§ DO THIS: Return the data below line for line, with every word and number unchanged.

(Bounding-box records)
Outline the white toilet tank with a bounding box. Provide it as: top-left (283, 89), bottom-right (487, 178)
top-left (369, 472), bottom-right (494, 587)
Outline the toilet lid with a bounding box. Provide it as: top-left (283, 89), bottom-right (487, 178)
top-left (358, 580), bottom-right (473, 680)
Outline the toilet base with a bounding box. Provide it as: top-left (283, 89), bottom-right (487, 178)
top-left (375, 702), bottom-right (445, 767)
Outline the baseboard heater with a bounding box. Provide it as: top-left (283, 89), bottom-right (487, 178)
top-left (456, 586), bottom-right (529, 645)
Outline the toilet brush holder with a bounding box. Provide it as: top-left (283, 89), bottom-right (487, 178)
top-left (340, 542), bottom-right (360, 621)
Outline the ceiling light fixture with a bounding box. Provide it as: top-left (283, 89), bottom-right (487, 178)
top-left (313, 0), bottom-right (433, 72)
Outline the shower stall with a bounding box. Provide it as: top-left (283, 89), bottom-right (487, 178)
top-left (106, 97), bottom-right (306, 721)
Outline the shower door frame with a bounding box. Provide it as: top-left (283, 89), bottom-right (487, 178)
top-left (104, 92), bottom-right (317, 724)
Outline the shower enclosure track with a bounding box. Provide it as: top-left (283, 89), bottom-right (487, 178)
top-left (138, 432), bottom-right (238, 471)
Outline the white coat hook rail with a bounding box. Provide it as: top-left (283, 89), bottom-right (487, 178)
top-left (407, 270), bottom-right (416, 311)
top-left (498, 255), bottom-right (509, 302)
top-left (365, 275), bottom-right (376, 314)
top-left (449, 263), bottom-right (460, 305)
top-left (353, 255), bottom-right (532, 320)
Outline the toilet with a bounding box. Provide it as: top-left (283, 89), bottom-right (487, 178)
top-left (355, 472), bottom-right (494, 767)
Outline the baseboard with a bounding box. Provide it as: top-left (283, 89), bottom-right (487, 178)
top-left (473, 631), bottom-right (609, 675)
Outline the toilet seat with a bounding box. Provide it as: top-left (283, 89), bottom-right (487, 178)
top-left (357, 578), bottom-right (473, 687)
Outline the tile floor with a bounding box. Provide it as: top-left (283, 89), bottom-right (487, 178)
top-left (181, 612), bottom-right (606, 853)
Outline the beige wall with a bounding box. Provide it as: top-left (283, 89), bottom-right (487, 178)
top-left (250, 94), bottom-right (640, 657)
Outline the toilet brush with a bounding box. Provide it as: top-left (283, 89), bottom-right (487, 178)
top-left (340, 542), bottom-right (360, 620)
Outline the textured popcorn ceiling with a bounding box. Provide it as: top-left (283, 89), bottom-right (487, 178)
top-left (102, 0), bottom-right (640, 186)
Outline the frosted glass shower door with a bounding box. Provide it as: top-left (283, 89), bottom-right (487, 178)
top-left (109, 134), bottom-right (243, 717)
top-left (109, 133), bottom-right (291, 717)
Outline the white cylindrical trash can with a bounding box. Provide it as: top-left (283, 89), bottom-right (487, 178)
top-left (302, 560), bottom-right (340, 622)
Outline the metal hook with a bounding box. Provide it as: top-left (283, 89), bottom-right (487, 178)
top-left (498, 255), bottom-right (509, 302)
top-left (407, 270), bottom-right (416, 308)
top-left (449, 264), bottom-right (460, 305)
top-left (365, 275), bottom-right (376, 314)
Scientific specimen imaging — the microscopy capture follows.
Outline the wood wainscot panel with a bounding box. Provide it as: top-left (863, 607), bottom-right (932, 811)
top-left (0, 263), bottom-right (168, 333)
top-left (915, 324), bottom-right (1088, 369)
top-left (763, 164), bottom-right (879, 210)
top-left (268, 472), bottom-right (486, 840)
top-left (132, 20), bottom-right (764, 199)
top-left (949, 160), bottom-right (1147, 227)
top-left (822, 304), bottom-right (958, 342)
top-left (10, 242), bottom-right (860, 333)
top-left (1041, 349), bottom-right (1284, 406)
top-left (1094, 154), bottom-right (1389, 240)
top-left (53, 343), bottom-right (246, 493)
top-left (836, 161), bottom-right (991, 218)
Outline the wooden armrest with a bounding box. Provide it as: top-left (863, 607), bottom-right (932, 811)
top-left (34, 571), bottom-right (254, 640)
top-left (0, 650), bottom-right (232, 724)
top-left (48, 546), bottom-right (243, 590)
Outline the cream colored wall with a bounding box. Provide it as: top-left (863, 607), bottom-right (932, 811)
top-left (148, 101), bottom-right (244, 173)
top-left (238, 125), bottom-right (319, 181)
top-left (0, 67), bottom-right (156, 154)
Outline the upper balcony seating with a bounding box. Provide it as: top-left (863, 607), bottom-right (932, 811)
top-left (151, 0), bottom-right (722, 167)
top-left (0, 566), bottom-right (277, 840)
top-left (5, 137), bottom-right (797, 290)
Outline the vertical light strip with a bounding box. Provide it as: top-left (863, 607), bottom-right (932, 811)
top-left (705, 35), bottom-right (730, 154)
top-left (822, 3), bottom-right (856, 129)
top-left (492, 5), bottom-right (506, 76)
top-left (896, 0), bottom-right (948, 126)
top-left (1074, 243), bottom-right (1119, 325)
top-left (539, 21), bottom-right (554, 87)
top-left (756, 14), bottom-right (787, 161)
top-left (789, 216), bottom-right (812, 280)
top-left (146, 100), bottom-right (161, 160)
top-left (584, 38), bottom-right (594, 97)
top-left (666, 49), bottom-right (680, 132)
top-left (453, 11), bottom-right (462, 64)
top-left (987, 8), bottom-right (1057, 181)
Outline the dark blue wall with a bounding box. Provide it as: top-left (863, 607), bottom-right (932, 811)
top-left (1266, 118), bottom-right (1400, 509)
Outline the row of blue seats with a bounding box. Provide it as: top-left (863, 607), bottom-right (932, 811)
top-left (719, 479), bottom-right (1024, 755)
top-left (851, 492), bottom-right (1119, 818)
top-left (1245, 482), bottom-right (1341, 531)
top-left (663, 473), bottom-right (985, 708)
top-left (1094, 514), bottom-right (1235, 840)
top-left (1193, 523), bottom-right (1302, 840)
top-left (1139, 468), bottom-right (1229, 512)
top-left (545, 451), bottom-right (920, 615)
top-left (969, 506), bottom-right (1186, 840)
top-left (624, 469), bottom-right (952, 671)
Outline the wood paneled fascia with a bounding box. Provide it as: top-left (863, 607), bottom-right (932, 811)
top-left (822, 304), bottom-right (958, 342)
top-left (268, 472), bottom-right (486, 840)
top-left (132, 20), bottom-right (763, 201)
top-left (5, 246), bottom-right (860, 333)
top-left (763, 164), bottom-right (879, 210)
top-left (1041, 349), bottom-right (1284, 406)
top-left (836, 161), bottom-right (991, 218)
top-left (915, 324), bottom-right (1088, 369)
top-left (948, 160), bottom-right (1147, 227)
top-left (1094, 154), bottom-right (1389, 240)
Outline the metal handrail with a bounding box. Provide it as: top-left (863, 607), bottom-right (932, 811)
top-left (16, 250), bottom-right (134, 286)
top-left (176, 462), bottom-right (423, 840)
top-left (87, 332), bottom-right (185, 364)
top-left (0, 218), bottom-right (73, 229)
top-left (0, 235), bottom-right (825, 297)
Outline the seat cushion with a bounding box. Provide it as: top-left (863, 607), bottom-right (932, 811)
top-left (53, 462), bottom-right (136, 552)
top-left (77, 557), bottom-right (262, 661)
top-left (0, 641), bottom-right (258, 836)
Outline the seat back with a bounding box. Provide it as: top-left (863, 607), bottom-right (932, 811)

§ COMPLETE RESPONSE:
Outline the white toilet tank with a bounding box. Provide it as: top-left (283, 89), bottom-right (487, 178)
top-left (369, 472), bottom-right (494, 587)
Outline the toilet lid with a bounding box. Provide it as: top-left (283, 89), bottom-right (487, 178)
top-left (358, 580), bottom-right (473, 680)
Outline the toilet base with a bounding box. Provide it as: top-left (283, 89), bottom-right (487, 178)
top-left (375, 702), bottom-right (445, 767)
Outline the baseboard heater with a bounding box. Provide it as: top-left (283, 89), bottom-right (487, 178)
top-left (456, 586), bottom-right (529, 645)
Outline the toilet brush holder with a bounding box. Provide it as: top-left (283, 89), bottom-right (487, 178)
top-left (340, 542), bottom-right (360, 621)
Outline the ceiling light fixture with a bounding box. Provide it as: top-left (283, 89), bottom-right (487, 178)
top-left (313, 0), bottom-right (433, 72)
Outline the shower stall with a bounding box. Provide it as: top-left (283, 89), bottom-right (487, 178)
top-left (106, 97), bottom-right (306, 721)
Outline the shower door frame with a bounding box. Provide it as: top-left (283, 89), bottom-right (487, 178)
top-left (104, 92), bottom-right (317, 724)
Outline the shower enclosure track with a bounding box. Provide it as: top-left (283, 89), bottom-right (487, 178)
top-left (138, 432), bottom-right (238, 471)
Outline the white coat hook rail with a bounding box. Provide it as: top-left (283, 89), bottom-right (487, 178)
top-left (407, 270), bottom-right (416, 311)
top-left (498, 255), bottom-right (509, 302)
top-left (365, 275), bottom-right (376, 314)
top-left (449, 263), bottom-right (460, 305)
top-left (353, 255), bottom-right (532, 320)
Outline the toilet with a bounding box. Provide it as: top-left (283, 89), bottom-right (487, 178)
top-left (355, 472), bottom-right (494, 767)
Outline the baseboard with a bounding box. Provide it as: top-left (283, 89), bottom-right (487, 178)
top-left (473, 631), bottom-right (609, 675)
Outline the toilet seat with a bounding box. Provide it as: top-left (283, 89), bottom-right (487, 178)
top-left (357, 578), bottom-right (473, 687)
Outline the tile floor with a bounding box. Provide it as: top-left (283, 89), bottom-right (487, 178)
top-left (181, 612), bottom-right (606, 853)
Outline the beige wall with a bounding box. Provide it as: top-left (283, 89), bottom-right (487, 178)
top-left (250, 94), bottom-right (640, 657)
Outline the toilet brush with a bounding box. Provide it as: top-left (283, 89), bottom-right (487, 178)
top-left (340, 542), bottom-right (360, 620)
Outline the textured popcorn ceiling with a bounding box. Provide it as: top-left (283, 89), bottom-right (487, 178)
top-left (102, 0), bottom-right (640, 186)
Outline the frosted glass shower door with a bounding box. Provide it as: top-left (283, 89), bottom-right (487, 178)
top-left (109, 134), bottom-right (243, 717)
top-left (109, 133), bottom-right (291, 717)
Outline the white cylindrical trash can with a bounding box. Provide it as: top-left (283, 89), bottom-right (487, 178)
top-left (302, 560), bottom-right (340, 622)
Outline the metal hook with a bounding box. Provide it as: top-left (283, 89), bottom-right (487, 178)
top-left (498, 255), bottom-right (509, 302)
top-left (407, 270), bottom-right (416, 308)
top-left (449, 264), bottom-right (460, 305)
top-left (365, 275), bottom-right (376, 314)
Scientific specimen imaging — the microscopy capture follows.
Outline the wood wainscot panel with a bounding box. Provide it as: top-left (863, 607), bottom-right (932, 811)
top-left (0, 263), bottom-right (168, 333)
top-left (915, 324), bottom-right (1088, 369)
top-left (763, 164), bottom-right (879, 210)
top-left (268, 472), bottom-right (486, 840)
top-left (132, 20), bottom-right (764, 199)
top-left (949, 160), bottom-right (1147, 227)
top-left (822, 304), bottom-right (958, 342)
top-left (10, 242), bottom-right (860, 333)
top-left (1041, 349), bottom-right (1284, 406)
top-left (1094, 154), bottom-right (1389, 240)
top-left (53, 343), bottom-right (246, 493)
top-left (836, 161), bottom-right (991, 218)
Outline the wooden armrest with a bounding box. Provide it as: top-left (863, 607), bottom-right (932, 811)
top-left (34, 571), bottom-right (254, 640)
top-left (0, 650), bottom-right (232, 724)
top-left (48, 546), bottom-right (243, 590)
Outline the cream colored wall with a bounding box. Provide it as: top-left (863, 607), bottom-right (932, 811)
top-left (148, 101), bottom-right (244, 173)
top-left (238, 125), bottom-right (319, 181)
top-left (0, 67), bottom-right (156, 154)
Outline the upper balcony seating with a bounding box. Provide it as: top-left (863, 607), bottom-right (932, 811)
top-left (151, 0), bottom-right (722, 167)
top-left (0, 566), bottom-right (277, 840)
top-left (5, 137), bottom-right (797, 290)
Outline the vertical light strip with a bounding box. Provide it as: top-left (863, 607), bottom-right (932, 811)
top-left (705, 35), bottom-right (730, 154)
top-left (822, 3), bottom-right (856, 129)
top-left (492, 5), bottom-right (506, 76)
top-left (896, 0), bottom-right (948, 126)
top-left (1074, 243), bottom-right (1119, 325)
top-left (539, 21), bottom-right (554, 87)
top-left (756, 14), bottom-right (787, 161)
top-left (789, 216), bottom-right (812, 280)
top-left (146, 100), bottom-right (161, 160)
top-left (584, 38), bottom-right (594, 97)
top-left (666, 49), bottom-right (680, 132)
top-left (453, 11), bottom-right (462, 64)
top-left (987, 8), bottom-right (1057, 181)
Outline the dark blue wall with a bounding box. Provide it as: top-left (863, 607), bottom-right (932, 811)
top-left (1266, 118), bottom-right (1400, 509)
Outline the row of blue seats with a bounding box. Provide it as: top-left (863, 607), bottom-right (932, 811)
top-left (719, 479), bottom-right (1024, 755)
top-left (851, 492), bottom-right (1119, 818)
top-left (1245, 482), bottom-right (1341, 531)
top-left (663, 473), bottom-right (985, 708)
top-left (1094, 514), bottom-right (1235, 840)
top-left (1193, 523), bottom-right (1302, 840)
top-left (1139, 468), bottom-right (1229, 512)
top-left (545, 451), bottom-right (920, 615)
top-left (969, 506), bottom-right (1186, 840)
top-left (624, 469), bottom-right (952, 671)
Outline the wood paneled fascia with a bounding box. Provide it as: top-left (863, 607), bottom-right (932, 811)
top-left (822, 304), bottom-right (958, 342)
top-left (268, 472), bottom-right (486, 840)
top-left (132, 20), bottom-right (763, 201)
top-left (5, 246), bottom-right (860, 333)
top-left (763, 164), bottom-right (879, 210)
top-left (1041, 349), bottom-right (1284, 406)
top-left (836, 161), bottom-right (991, 218)
top-left (915, 324), bottom-right (1088, 369)
top-left (948, 160), bottom-right (1147, 227)
top-left (1094, 154), bottom-right (1389, 240)
Outline the metal handrail with a bounding box. Provide it as: top-left (863, 607), bottom-right (932, 811)
top-left (16, 250), bottom-right (134, 286)
top-left (176, 462), bottom-right (423, 840)
top-left (87, 332), bottom-right (185, 364)
top-left (0, 218), bottom-right (73, 229)
top-left (0, 235), bottom-right (825, 297)
Outline the seat cushion with a bounding box. Provide it as: top-left (863, 607), bottom-right (932, 811)
top-left (53, 462), bottom-right (136, 552)
top-left (77, 557), bottom-right (262, 661)
top-left (0, 641), bottom-right (258, 836)
Outline the seat back with a bounding box. Provide it as: top-left (863, 607), bottom-right (932, 811)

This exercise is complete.